→ SUPPLIED TEXT:
Monday, 27 January 2014

If businesses are so great, they don't need state coddling.

The Tories seem to be ceaseless in their coddling of the private sector.

Over the weekend, Ed Balls' bombshell that Labour would bring back the 50p top rate of income tax on earnings over £150k p.a. was greeted with the sort of response that might be deemed reasonable from a wheelchair user being told they'd now be required to do without. Now Cameron is talking about ripping up green regulations which will apparently save businesses £850m a year.

If the private sector is so great at creating jobs and helping our economy, why do they need so much state assistance? 

Green regulations were brought in when much damage to our environment had already been done. Without government controls, profit-hungry companies would have continued to pollute our environment by dumping their waste wherever they like, and throwing money at councils and landowners until they allow them to buy up land, regardless of the effects on the environment, residents and other businesses.

As for re-introducing the 50p tax rate, the uproar is totally out of proportion. So far since 2008/09, the poorest in our country have been paying by far the highest price for the failings of those who dragged our economy into the red. The least that the richest 1.1% (yes, that's how many of us earn that much) can do is take some of the burden. And given that people earning £150k p.a. plus often decide their own salary - or at least, tend to be able to bargain with those who do - they could just make their salary a little higher to make up the 'shortfall'.

I'll again cite Richard Murphy on this: here is his blog from this morning on the 50p tax rate.


Tuesday, 21 January 2014

You can't keep punishing the many forever; eventually, they'll have nothing left to give.

→ EXTRACTED DATA:
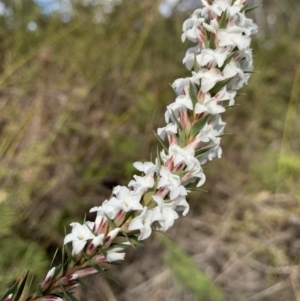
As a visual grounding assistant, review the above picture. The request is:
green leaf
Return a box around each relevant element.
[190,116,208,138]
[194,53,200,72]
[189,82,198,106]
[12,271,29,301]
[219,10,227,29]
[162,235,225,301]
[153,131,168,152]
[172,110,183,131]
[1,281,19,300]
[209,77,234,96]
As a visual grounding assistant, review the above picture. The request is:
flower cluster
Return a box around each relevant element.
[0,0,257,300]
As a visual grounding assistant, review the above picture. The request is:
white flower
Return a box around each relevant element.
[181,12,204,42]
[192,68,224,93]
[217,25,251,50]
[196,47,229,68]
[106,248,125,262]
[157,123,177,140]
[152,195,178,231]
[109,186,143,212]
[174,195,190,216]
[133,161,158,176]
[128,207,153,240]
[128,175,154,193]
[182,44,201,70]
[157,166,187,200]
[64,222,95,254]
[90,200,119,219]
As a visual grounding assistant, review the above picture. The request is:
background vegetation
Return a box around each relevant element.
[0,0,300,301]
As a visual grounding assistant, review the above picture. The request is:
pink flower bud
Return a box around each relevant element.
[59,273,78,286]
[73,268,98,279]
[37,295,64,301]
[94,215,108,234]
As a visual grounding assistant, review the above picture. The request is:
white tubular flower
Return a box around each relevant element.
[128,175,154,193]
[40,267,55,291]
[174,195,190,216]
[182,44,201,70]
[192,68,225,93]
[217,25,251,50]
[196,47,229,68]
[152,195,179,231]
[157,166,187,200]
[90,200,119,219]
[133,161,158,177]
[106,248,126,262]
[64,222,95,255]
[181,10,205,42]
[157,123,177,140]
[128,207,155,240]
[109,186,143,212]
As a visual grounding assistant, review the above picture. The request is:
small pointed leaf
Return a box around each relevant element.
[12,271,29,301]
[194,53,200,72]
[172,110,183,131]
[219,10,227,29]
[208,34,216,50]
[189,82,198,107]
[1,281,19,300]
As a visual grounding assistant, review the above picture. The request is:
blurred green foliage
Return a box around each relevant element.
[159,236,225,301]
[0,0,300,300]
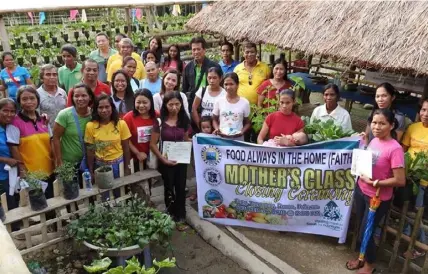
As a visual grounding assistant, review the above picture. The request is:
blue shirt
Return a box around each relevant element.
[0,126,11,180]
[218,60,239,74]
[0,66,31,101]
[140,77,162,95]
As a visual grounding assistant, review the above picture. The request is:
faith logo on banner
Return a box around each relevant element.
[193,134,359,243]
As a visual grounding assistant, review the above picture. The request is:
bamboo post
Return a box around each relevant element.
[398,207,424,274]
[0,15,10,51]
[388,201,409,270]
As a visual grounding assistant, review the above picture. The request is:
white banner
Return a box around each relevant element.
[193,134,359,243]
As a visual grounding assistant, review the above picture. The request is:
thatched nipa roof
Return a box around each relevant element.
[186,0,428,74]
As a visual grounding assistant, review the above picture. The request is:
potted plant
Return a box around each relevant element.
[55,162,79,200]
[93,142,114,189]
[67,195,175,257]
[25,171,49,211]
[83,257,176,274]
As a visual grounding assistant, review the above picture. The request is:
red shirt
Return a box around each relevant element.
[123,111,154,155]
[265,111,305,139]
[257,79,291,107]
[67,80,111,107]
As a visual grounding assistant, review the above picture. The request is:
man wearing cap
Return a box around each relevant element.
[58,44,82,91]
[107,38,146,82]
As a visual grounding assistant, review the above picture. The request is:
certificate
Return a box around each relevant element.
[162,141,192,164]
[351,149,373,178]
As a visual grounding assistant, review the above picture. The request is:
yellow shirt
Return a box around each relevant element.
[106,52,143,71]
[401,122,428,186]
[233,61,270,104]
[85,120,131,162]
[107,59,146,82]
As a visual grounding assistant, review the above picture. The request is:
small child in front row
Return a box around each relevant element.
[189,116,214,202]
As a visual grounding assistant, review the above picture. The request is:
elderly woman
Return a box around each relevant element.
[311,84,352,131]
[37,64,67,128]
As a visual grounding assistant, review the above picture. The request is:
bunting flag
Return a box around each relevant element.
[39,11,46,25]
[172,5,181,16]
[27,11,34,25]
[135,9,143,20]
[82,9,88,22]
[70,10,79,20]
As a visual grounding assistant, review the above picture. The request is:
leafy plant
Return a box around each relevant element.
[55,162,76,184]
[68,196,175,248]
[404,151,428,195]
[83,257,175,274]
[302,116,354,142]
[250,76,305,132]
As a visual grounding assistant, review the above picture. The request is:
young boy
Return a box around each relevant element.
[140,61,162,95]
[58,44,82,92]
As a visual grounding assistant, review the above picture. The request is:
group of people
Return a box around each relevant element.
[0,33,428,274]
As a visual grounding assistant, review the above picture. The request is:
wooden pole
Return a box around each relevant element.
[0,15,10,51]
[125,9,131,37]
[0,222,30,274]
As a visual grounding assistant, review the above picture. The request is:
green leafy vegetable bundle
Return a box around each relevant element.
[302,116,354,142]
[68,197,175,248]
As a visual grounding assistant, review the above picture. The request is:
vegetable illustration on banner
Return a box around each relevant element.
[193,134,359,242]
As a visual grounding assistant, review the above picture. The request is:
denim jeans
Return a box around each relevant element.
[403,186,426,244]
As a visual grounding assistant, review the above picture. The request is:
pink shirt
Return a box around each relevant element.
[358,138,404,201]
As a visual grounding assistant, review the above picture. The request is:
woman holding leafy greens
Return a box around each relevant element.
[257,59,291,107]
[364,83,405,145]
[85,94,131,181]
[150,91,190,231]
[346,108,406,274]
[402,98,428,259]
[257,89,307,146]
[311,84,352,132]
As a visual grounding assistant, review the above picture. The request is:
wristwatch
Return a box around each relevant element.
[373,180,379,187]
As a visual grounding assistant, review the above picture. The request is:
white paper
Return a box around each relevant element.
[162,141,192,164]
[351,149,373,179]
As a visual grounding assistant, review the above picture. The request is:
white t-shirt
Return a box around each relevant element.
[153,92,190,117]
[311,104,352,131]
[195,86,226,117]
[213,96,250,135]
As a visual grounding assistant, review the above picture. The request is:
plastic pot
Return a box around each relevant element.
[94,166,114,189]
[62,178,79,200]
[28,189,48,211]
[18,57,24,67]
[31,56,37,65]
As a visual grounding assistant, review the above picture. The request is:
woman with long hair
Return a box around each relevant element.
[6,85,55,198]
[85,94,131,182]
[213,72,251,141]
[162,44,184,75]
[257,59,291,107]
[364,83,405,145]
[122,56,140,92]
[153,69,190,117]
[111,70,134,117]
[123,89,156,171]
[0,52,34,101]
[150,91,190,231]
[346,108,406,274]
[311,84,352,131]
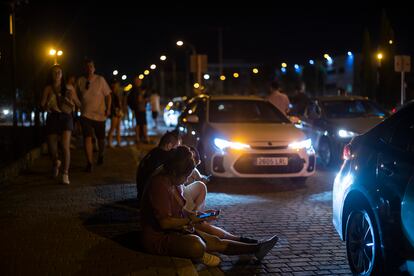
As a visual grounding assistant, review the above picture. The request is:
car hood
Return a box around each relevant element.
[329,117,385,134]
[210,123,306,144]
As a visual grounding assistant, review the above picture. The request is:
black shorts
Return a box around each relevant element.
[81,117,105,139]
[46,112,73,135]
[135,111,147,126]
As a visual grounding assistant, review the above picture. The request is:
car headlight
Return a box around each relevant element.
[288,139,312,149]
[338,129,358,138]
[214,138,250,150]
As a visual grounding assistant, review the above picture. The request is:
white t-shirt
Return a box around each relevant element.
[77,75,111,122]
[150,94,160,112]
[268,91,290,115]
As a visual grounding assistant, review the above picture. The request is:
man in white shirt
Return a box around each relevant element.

→ WHAT YOU WILL DO:
1. According to the blog post, how much a year would ripping up green regulations apparently save businesses?
2. Name every person mentioned in the blog post.
Answer from the blog post alone.

→ FINAL RESULTS:
1. £850m a year.

2. Ed Balls, Cameron, Richard Murphy